• _Work required_: Reproduce verbatim only the lines from the one containing "In this photo, point at the recessed" through the last line below, both included.
* begin Material shown *
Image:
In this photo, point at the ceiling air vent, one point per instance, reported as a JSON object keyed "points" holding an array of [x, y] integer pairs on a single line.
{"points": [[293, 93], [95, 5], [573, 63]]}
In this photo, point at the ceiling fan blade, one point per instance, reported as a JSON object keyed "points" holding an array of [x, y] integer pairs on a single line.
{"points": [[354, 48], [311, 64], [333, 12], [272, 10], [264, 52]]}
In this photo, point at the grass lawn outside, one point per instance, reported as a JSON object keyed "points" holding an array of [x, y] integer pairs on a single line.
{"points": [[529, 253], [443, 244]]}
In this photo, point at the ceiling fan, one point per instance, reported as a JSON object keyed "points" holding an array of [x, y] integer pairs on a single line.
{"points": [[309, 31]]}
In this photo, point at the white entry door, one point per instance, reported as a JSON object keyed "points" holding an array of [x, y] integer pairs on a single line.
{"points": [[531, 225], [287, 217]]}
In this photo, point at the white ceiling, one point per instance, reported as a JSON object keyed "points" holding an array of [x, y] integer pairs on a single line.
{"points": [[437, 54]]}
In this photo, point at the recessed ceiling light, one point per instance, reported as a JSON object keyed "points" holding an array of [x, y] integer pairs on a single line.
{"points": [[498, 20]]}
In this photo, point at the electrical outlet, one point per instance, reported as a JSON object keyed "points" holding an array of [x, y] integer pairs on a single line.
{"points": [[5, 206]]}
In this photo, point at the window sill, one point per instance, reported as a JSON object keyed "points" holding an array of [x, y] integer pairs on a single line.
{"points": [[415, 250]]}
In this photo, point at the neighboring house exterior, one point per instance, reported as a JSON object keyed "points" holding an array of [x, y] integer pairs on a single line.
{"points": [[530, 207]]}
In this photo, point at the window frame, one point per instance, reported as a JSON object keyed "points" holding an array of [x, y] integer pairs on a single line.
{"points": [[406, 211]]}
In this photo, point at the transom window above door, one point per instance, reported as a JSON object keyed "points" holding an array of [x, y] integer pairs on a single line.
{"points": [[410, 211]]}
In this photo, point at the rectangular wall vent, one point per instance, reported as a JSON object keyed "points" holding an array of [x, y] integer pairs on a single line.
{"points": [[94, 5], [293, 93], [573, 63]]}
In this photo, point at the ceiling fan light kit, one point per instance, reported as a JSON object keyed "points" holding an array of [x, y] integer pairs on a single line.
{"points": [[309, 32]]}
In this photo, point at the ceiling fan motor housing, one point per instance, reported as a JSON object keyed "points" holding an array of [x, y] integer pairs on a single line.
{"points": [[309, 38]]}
* end Material shown *
• _The completed task_:
In this photo, point at the recessed ceiling light, one point per instance, reported as a JSON object keyed "points" holding an array of [x, y] integer pairs on a single line.
{"points": [[498, 20]]}
In this photo, point at the electrical outlet, one point per instance, reported as a JSON object keyed "points" holding an array of [x, y] integer pairs on a single line.
{"points": [[5, 206]]}
In this photo, point at the window sill, one point per instance, reported as a JSON object keyed "points" holding an array of [x, y] integer pairs on a single line.
{"points": [[415, 250]]}
In this photo, point at the neighboring house exterior, one point per instance, reported as a JSON object keyed "points" holding an array of [x, y] integer pairs on a single line.
{"points": [[530, 207]]}
In this photo, point at the window frame, one point per instance, reported as a JSON object keyed "points" holding an array of [x, y] integer pairs on a single line.
{"points": [[406, 211]]}
In this photo, point at the transom window above door, one point per instance, reported as a JSON object keyed "points" holding an array of [x, y] integer pairs on a single line.
{"points": [[410, 211]]}
In this photo, point at the rectangular wall vent, one point per instance, reported as a JSON object keyed "points" holding an array of [x, y] integer pairs on a single line.
{"points": [[94, 5], [293, 93], [573, 63]]}
In this photo, point at the ceiling fan light kit, one point per instance, reported as a JSON object keyed "points" holding an array of [x, y] integer pairs on a single line.
{"points": [[309, 32]]}
In this photo, point at the ceiling fan motor housing, one point per instance, reported as a JSON object keyed "points" holding an array of [x, y] integer pairs on a single line.
{"points": [[309, 38]]}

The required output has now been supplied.